— begin Document segment —

2. All glass, windows, headlights, taillights, plastic, chrome, and loose debris must be removed before reaching the track. Rolling down windows is not permitted.
3. Top and bottom of sedan rear seats must be removed. Station wagon rear seats and decking must be removed. Vehicles must be emptied to rear floorboards.
4. Battery must be moved, securely fastened, and covered inside passenger compartment. Maximum of two automobile type batteries allowed.
5. Stock gas tank must be removed. A metal boat tank or homemade metal tank must be securely fastened and covered in rear seat area. No plastic tanks. Electric fuel pumps are permitted, but must have a shutoff switch within reach of driver. No more than 10 gallons of gas in tank.
6. Any type automotive radiator may be used and must remain in stock position. No reserve tanks. No radiator guards allowed.
7. Fenders may be trimmed for clearance. No bending or folding fender sheet metal. Each wheel well opening will be allowed five (5) 3/8” bolts to reattach inner and outer sheet metal.
8. All doors must be welded, chained, or wired shut. Door straps should not be larger than 1⁄4” thick and 4” wide. Top of doors may be beat down and welded, but no extra metal can be added.
9. Only allowable sheet metal rust repair will be in the driver and front passenger area. Rust in sheet metal may be patched with sheet metal of the same thickness. No other welding allowed on body.

— end Document segment —

From the vehicle rules above, list every item that the rule beginning "All glass, windows" says must be removed before reaching the track.

— begin Data section —

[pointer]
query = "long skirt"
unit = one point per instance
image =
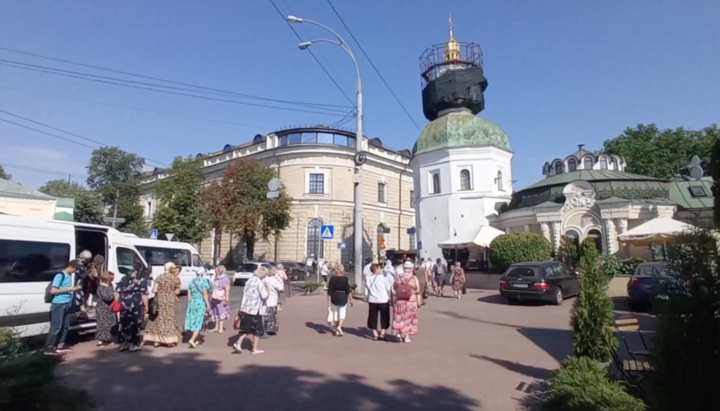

— end Data section —

__Solution to the problem__:
Glass, windows, headlights, taillights, plastic, chrome, and loose debris.